EXERCISE DATA:
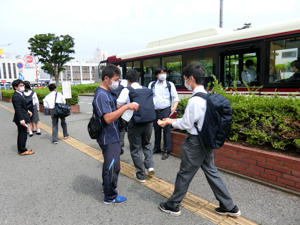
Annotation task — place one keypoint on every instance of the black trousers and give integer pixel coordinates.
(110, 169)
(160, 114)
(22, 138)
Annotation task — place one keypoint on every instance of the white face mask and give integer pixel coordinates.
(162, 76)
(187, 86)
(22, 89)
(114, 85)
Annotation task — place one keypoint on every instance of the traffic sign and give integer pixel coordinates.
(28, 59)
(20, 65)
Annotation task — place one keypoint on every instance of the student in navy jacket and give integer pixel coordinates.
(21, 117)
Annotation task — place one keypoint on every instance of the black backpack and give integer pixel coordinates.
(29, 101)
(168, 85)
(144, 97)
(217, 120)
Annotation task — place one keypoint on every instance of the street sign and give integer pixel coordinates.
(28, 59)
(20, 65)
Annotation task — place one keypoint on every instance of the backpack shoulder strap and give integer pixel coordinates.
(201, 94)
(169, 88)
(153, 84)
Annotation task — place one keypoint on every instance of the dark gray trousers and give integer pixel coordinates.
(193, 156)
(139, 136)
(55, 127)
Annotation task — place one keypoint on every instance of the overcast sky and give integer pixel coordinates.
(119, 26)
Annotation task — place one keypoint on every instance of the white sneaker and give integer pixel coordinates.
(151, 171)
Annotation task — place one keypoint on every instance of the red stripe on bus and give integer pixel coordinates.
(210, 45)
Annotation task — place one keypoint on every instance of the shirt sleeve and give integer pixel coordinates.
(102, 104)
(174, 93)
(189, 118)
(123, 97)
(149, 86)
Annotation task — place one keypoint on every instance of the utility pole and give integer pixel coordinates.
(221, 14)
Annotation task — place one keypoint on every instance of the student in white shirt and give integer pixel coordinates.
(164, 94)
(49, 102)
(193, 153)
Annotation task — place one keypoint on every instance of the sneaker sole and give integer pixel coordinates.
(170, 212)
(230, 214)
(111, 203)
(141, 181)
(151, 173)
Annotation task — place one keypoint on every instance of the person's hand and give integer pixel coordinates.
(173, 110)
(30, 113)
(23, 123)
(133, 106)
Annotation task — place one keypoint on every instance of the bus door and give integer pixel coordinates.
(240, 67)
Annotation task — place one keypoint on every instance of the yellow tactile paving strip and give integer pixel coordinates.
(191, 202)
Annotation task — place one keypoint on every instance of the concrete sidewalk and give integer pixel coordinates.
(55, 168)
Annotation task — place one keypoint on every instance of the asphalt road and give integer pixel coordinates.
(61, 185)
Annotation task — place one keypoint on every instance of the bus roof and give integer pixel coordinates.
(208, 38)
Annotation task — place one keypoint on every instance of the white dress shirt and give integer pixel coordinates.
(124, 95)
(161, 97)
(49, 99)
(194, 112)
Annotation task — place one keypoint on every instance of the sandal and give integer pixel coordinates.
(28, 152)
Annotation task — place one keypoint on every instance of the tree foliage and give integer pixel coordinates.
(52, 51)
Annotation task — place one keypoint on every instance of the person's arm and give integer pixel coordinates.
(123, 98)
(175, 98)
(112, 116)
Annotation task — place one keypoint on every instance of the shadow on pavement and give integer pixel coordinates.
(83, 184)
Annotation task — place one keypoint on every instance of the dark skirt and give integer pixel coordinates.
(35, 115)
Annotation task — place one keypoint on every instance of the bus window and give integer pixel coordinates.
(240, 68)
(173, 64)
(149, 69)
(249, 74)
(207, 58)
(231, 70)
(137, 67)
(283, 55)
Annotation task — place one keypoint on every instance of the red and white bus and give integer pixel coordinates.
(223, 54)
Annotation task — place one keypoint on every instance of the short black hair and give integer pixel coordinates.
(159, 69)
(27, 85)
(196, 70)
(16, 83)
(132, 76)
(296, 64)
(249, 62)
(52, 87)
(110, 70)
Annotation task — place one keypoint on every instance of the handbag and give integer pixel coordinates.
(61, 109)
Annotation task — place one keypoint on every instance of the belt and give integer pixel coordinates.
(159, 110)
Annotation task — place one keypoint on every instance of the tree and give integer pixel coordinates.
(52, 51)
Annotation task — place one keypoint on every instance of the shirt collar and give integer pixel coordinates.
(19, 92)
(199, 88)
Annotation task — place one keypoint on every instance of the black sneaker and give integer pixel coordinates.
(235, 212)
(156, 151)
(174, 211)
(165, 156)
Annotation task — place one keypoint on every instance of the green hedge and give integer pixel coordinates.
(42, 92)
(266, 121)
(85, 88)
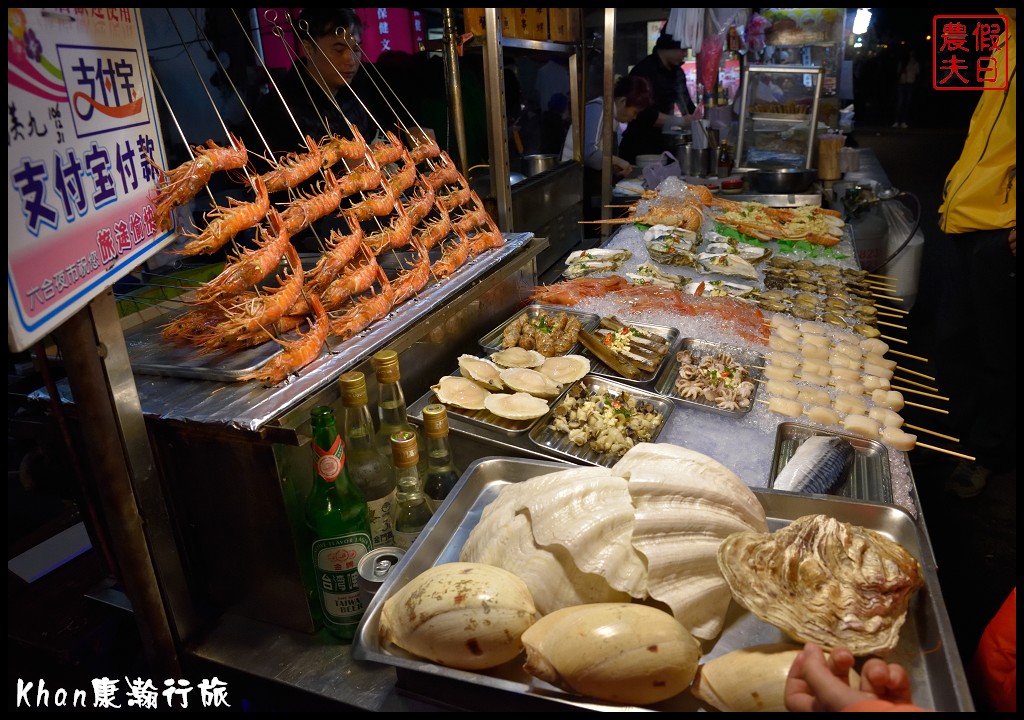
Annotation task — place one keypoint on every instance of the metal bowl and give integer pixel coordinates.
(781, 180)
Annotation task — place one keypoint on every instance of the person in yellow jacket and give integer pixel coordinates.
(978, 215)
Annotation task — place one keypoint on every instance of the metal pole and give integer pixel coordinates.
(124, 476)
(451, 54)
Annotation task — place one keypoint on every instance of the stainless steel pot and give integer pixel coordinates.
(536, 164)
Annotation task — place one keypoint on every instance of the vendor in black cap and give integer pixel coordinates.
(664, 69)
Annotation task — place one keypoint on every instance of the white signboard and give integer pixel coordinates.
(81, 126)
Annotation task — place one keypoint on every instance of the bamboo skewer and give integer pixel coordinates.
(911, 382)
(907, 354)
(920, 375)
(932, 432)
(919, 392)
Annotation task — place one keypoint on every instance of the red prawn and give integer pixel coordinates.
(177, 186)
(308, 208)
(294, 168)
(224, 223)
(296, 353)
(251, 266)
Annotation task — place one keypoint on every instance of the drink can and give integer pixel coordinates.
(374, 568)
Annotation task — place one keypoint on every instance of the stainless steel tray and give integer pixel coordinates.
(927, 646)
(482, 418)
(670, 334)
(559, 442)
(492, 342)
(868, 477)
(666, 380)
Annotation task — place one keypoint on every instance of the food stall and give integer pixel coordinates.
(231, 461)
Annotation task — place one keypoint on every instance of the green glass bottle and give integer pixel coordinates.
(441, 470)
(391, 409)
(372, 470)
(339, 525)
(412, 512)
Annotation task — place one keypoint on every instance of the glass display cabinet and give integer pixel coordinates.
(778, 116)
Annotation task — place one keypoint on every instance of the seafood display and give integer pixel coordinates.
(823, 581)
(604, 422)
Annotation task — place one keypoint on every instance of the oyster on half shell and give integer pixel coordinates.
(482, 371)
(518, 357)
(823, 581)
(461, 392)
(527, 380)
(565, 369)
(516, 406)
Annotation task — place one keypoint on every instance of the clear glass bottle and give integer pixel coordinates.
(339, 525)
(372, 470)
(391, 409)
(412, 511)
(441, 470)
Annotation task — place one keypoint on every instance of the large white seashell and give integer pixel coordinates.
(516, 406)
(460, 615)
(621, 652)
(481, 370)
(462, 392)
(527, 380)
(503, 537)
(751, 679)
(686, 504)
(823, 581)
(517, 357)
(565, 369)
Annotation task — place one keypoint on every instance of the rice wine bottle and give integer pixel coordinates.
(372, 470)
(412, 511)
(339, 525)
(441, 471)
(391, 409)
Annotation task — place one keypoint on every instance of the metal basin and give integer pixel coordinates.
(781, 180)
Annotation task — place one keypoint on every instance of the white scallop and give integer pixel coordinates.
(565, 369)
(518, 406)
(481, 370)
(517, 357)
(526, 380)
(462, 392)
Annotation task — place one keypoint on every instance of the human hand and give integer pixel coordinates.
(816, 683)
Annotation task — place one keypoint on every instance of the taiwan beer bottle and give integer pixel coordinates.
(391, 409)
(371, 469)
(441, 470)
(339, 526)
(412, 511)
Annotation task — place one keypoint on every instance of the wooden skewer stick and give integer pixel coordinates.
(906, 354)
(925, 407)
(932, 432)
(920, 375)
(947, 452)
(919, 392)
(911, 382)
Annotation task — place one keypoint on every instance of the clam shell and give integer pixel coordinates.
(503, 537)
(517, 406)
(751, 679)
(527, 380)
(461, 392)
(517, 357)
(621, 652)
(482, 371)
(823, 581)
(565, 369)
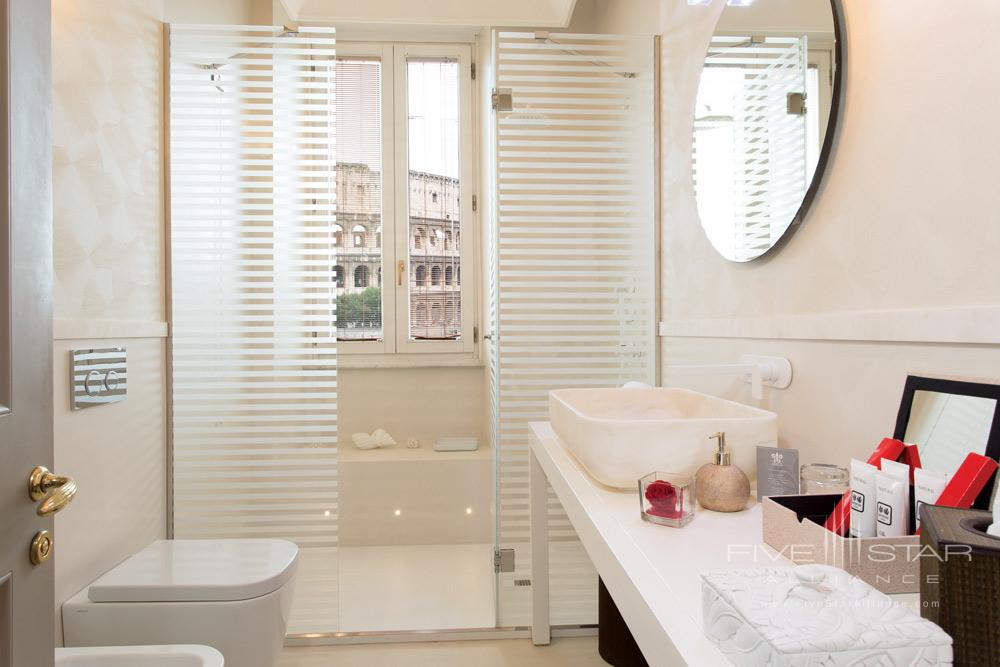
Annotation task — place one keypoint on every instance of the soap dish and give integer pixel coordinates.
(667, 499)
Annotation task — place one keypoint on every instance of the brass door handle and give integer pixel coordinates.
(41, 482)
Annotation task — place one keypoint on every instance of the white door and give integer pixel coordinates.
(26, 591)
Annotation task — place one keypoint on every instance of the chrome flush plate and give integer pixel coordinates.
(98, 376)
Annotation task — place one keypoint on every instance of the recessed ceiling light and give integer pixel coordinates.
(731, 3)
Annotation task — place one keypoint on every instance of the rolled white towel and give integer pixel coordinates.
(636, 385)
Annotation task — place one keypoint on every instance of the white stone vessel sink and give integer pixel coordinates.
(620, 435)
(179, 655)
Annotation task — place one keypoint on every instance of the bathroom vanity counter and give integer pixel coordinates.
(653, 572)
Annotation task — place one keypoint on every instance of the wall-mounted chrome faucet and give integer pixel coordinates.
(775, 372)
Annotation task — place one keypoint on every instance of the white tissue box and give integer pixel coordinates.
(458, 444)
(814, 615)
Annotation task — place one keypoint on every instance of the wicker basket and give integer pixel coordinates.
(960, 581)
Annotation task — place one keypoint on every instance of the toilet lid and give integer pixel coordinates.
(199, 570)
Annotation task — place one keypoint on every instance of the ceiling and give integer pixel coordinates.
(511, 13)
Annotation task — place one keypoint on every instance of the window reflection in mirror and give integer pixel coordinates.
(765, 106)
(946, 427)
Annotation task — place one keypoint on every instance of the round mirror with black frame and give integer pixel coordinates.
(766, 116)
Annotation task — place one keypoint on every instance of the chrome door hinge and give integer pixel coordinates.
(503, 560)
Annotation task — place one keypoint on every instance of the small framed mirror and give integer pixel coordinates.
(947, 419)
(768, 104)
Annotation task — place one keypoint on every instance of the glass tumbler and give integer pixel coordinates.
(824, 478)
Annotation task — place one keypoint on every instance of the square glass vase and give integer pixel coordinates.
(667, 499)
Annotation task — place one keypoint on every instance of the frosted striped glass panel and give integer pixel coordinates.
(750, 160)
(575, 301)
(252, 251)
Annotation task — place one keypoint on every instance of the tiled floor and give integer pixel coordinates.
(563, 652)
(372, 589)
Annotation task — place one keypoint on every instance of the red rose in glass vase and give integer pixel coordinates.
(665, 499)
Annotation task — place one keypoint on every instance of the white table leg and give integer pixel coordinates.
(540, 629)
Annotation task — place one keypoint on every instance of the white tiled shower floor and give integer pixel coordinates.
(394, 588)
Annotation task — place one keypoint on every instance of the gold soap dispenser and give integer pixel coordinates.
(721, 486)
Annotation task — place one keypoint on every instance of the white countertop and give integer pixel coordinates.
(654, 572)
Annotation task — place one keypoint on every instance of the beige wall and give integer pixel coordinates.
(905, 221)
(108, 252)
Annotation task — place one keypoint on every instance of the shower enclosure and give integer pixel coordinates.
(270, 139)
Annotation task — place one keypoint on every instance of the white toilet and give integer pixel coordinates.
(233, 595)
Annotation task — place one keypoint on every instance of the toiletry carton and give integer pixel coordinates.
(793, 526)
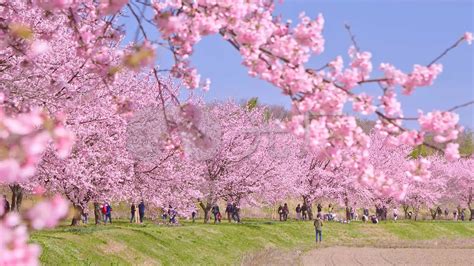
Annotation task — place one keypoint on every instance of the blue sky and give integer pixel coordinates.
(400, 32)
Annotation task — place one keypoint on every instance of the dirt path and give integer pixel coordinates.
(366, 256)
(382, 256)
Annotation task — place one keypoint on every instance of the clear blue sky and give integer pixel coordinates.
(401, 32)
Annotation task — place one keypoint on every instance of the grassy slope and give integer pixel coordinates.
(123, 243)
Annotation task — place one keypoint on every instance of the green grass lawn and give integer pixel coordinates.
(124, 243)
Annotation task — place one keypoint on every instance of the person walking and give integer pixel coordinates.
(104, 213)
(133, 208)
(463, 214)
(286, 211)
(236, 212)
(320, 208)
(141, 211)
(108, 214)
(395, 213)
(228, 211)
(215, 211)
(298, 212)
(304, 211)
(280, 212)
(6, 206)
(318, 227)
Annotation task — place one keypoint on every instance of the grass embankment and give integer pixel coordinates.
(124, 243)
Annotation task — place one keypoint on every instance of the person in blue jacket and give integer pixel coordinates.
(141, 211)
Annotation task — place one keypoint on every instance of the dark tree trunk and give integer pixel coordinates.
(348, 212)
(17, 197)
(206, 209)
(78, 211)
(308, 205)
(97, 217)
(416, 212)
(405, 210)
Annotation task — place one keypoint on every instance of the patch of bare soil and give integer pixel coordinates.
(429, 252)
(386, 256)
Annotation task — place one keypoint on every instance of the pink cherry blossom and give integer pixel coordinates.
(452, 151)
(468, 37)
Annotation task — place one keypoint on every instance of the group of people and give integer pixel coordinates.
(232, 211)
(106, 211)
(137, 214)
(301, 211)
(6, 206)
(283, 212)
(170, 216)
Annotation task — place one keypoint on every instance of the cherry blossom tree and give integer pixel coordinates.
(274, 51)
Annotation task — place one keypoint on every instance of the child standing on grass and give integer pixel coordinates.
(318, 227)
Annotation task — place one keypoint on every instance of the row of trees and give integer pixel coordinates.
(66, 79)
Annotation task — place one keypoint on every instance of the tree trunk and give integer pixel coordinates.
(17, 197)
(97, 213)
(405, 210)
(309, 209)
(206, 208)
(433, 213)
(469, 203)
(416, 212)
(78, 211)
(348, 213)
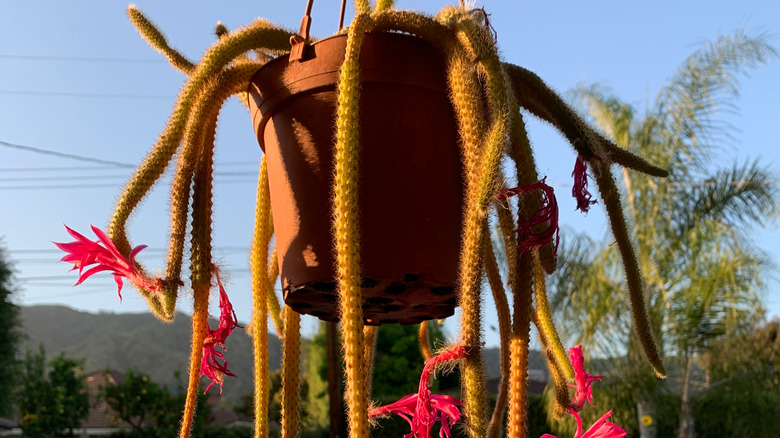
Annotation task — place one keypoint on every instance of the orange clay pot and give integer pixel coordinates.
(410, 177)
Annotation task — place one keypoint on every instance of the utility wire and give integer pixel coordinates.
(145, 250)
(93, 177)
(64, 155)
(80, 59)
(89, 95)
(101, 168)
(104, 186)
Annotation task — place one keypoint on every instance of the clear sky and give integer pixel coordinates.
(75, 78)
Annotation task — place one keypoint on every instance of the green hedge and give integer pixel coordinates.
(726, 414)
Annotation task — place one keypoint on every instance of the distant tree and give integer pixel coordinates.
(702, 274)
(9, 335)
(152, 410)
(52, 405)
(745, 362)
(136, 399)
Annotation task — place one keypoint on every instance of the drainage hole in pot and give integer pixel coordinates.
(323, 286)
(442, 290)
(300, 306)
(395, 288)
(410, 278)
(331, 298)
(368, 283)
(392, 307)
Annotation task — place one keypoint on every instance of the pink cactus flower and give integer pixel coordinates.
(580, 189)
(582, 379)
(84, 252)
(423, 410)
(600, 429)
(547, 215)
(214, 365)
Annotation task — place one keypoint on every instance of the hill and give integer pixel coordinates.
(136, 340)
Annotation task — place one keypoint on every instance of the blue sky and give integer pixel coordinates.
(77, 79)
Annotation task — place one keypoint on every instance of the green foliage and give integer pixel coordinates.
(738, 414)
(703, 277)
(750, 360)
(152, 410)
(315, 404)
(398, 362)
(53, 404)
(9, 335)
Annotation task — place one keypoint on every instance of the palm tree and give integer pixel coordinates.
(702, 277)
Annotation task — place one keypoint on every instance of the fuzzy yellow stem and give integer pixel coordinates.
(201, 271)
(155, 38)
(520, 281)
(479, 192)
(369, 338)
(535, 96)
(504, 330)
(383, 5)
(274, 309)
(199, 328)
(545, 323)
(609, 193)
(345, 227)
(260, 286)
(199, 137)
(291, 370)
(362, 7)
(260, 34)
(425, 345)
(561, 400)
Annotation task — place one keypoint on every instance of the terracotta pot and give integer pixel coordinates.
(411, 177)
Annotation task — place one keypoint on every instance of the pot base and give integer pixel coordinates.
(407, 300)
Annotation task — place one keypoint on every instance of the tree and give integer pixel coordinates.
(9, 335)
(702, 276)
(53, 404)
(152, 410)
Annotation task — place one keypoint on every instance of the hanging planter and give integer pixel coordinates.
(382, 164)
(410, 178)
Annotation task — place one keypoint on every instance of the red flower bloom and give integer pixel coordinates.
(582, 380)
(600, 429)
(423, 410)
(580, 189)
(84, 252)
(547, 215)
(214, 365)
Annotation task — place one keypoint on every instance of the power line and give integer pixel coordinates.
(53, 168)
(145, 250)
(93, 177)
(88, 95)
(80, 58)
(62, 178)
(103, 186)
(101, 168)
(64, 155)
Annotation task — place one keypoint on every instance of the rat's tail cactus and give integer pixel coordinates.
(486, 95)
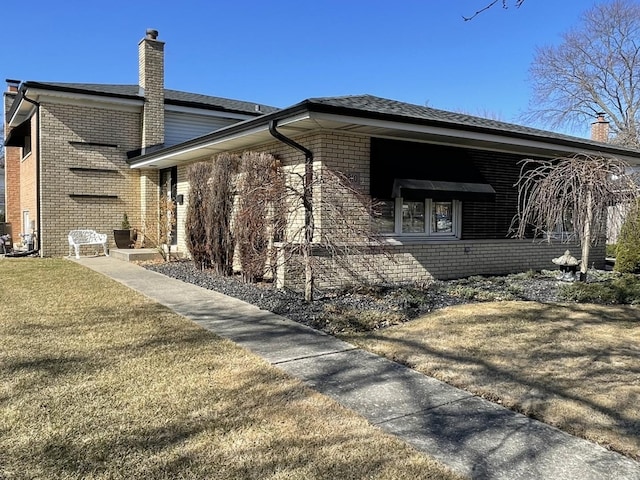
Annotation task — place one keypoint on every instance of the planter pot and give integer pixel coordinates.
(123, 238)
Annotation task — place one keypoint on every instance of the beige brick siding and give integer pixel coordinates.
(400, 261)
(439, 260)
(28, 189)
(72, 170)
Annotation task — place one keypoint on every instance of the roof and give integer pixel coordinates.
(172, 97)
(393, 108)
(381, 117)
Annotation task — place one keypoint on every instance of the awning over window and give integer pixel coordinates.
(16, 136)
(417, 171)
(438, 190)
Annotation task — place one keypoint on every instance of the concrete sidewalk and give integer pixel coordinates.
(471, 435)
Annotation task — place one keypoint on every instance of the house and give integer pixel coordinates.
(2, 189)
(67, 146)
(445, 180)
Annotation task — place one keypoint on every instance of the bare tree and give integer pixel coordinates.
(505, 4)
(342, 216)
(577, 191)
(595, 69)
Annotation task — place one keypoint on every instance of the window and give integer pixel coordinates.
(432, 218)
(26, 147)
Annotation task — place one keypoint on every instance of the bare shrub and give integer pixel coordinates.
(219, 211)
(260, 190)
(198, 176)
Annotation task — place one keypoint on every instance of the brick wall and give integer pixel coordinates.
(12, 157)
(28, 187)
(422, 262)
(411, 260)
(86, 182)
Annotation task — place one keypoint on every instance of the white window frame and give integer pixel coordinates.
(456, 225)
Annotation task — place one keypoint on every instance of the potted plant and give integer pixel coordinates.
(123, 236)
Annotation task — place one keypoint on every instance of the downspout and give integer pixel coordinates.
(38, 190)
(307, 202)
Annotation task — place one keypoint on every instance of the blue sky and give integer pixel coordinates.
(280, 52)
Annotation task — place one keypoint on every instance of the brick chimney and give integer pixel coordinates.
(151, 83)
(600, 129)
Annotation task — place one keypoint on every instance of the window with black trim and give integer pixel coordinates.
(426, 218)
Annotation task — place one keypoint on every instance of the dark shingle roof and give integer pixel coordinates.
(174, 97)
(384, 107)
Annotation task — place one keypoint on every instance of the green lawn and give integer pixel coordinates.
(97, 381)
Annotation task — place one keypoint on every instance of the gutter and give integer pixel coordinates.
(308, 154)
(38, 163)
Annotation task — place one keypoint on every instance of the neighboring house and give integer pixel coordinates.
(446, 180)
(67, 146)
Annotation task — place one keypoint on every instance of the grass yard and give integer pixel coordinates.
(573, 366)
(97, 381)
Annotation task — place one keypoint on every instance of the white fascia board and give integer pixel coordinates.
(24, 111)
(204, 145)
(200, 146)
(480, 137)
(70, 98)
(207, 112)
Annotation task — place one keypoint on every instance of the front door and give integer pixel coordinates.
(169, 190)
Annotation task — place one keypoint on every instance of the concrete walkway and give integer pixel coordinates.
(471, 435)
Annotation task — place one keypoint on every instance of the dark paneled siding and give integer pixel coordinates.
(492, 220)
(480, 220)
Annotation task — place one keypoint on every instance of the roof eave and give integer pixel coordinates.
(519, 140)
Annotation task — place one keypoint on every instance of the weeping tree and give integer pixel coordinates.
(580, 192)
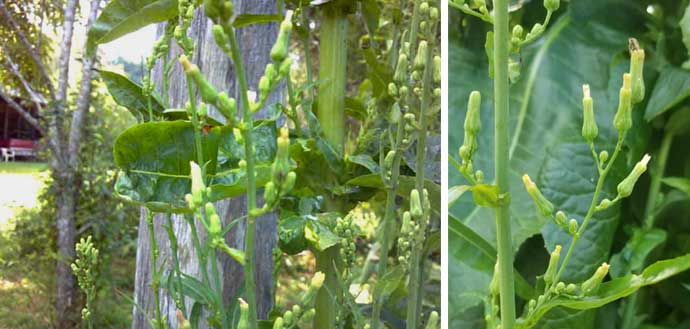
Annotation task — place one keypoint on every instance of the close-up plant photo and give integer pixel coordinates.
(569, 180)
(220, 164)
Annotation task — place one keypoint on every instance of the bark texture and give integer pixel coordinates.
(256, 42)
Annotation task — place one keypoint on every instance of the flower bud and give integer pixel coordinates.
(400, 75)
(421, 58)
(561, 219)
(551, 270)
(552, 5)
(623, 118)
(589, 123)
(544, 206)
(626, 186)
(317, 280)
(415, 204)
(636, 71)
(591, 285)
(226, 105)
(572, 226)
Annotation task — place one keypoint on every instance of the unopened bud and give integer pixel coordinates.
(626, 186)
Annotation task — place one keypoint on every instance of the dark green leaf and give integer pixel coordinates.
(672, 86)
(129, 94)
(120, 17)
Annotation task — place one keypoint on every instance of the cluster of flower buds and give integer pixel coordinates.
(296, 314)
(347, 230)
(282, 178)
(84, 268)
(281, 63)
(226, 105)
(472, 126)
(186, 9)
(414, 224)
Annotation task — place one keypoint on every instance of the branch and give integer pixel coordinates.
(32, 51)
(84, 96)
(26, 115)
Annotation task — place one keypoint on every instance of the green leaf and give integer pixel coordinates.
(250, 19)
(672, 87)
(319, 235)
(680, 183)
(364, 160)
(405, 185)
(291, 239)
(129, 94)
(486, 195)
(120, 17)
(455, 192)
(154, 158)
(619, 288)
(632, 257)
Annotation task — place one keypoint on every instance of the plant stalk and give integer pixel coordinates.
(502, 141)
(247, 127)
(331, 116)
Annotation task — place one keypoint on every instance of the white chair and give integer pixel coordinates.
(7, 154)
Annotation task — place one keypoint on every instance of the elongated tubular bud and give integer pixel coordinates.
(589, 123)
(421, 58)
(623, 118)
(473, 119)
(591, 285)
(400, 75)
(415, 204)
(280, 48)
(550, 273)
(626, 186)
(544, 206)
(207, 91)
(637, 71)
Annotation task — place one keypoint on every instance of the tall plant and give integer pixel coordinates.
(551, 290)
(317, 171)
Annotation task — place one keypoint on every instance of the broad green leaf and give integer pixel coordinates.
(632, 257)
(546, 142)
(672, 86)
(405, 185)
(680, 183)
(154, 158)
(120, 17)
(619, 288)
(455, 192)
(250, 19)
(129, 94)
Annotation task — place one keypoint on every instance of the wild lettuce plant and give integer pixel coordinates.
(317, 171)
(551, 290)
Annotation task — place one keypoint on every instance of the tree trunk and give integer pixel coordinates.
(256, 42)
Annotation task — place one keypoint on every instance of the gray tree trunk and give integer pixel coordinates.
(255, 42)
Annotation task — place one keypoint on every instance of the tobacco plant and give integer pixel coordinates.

TASK DESCRIPTION: Repeat precisely the lines of the data starting at the one containing "chair and give integer pixel coordinates.", last line included.

ANSWER TO THIS TASK:
Annotation task — place one keypoint on every instance of the white chair and give integer pixel coordinates.
(7, 154)
Annotation task — place one keypoint on every instance of the elongated tubular bud and give integer pixel coordinates.
(589, 123)
(421, 58)
(623, 118)
(473, 119)
(591, 285)
(400, 75)
(415, 204)
(280, 48)
(550, 273)
(626, 186)
(544, 206)
(207, 91)
(637, 71)
Annotation task — place one keypoint on every instance of the tall plant and give integer pixel coordinates.
(551, 290)
(317, 171)
Annotation task — place one keypoint on every instance of the broad green leaf and give integer pixel coordinates.
(632, 257)
(546, 142)
(672, 86)
(405, 185)
(680, 183)
(154, 158)
(120, 17)
(619, 288)
(455, 192)
(250, 19)
(129, 94)
Annotation task — place one keypoint on every instance of the wild lettuce plant and give integer pixel coordinates.
(317, 171)
(551, 290)
Annotation task — place one keypoint on every instance of the tree trunk and give integer pixel coordinates.
(256, 42)
Annotation task — place one keypoint on every instance of the gray tree trunk and give integer pixel coordinates.
(255, 42)
Annotation task — place one keypoint on every instance of the tobacco plant and give integer pixel coordinates.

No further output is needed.